_Task brief_: Edit the raised garden thread below, reproducing everything from "So I'm staring" down to "(Jul 19, 2008)" with "soaker hose" in place of "drip irrigation system".

_Text shown_:
——————————
# Starting my Raised Garden



## rodwade (Feb 13, 2007)

So I'm staring my raised garden. I have 72 seeds sowing now in one of those Burpee seed starting kits. I need to line the wood, and fill with some soil so I can get going. I plan on using a drip irrigation system for watering.


----------



## Meadowlark (Jul 19, 2008)

Should work just fine....let us know how it turns out.


----------



## Ready.Fire.Aim (Sep 22, 2009)

an easy way to keep the grass from growing up and through your raised bed soil is to put down several layers of wetted newspaper. Take whole sections ( 10 to 12 pages) and soak them in a 5 gallon bucket or trash can then lay them down on the grass before filling the bed. The paper will eventually rot but by then the grass will be dead. Overlap the paper seams so the grass doesn't grow inbetween the sections of paper. Nut grass will still push through.

Have fun
Louis


----------



## livetofish (May 22, 2004)

what kind of wood are you using?


----------



## rodwade (Feb 13, 2007)

It's treated pine that will be lined so that it doesn't interact with the soil. I wanted to do cedar, but couldn't invest in that kind of money if I couldn't keep this garden going. So I'll experiment with a cheapo this year and line it, then next year if all works out well go with another cedar and replace this one so I'll have two.


----------



## livetofish (May 22, 2004)

where do you buy your pine? Box store treated pine is a little expensive. Also what kind of lining are you using? I was going to put in just black pond liner.


----------



## CoastalOutfitters (Aug 20, 2004)

i made one with 4 railroad ties, works great 

filled with soil and much to the top


----------



## rodwade (Feb 13, 2007)

livetofish said:


> where do you buy your pine? Box store treated pine is a little expensive. Also what kind of lining are you using? I was going to put in just black pond liner.


 6 1x6 treated pine and one 8' treated 4x4 for the corners. Cut two of the pine 1x6 in half and screw it all together. I want to say the pine was $3 or so each and the 4x4 was about $5 Not too bad. Going to use black tarp material or something similar only needs to be 12" or so tall and only around edges. Laid down newspaper for weed barrier that will rot out and provide nutrients. Plus I read a recent article put out by A&M about leaching of chemicals into wood is well within EPA standards for food.

Rodney


----------



## rodwade (Feb 13, 2007)

got some dirt in it. 20 bags of topsoil, 4 bags of black kow and 5 bags of peat compost. roughly 1040lbs of dirt. I had to lift it once to get it on the cart, once to get it in the Jeep (which bottomed out the suspension) and once to haul to the back of the house. My legs love me this morning!


----------



## Brew (May 21, 2004)

1x pine side are going to bow out when full. I'd add another stake or 2 on the long sides. Also I'd dig out the grass and soil several inches to rid yourself of the grass and add a bit of depth for better root structure.

When you get ready to upgrade might want to consider using cinderblocks. Some rebar to stake them in place and fill the voids with soil and you can grow root crops like radish, carrot & turnips in the voids.


----------



## rodwade (Feb 13, 2007)

I already had to put some supports in the sides before I ever put dirt in it. I put the raised garden over an area I had dug up for some water sprinklers so the grass was pretty much tore up and dead. Over that I put some layers of newspaper and then added the dirt.


----------



## Nokillbill (Nov 27, 2006)

not being a funny guy, but that picture shows an awful lot of shade. make sure your going to get plenty of sun


----------



## rodwade (Feb 13, 2007)

no problem that was an early AM shot. After 10am the sun is in full effect on the garden until sundown. Gives plenty of time to drink up the water in the AM before the afternoon heat.


----------
——————————
_Supplied information_:

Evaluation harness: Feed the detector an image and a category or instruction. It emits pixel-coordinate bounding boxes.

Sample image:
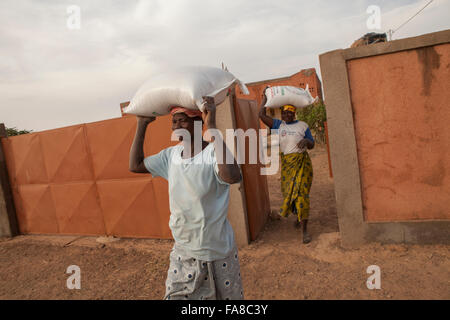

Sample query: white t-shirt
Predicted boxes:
——————————
_Full response_:
So I'm staring my raised garden. I have 72 seeds sowing now in one of those Burpee seed starting kits. I need to line the wood, and fill with some soil so I can get going. I plan on using a soaker hose for watering.


----------



## Meadowlark (Jul 19, 2008)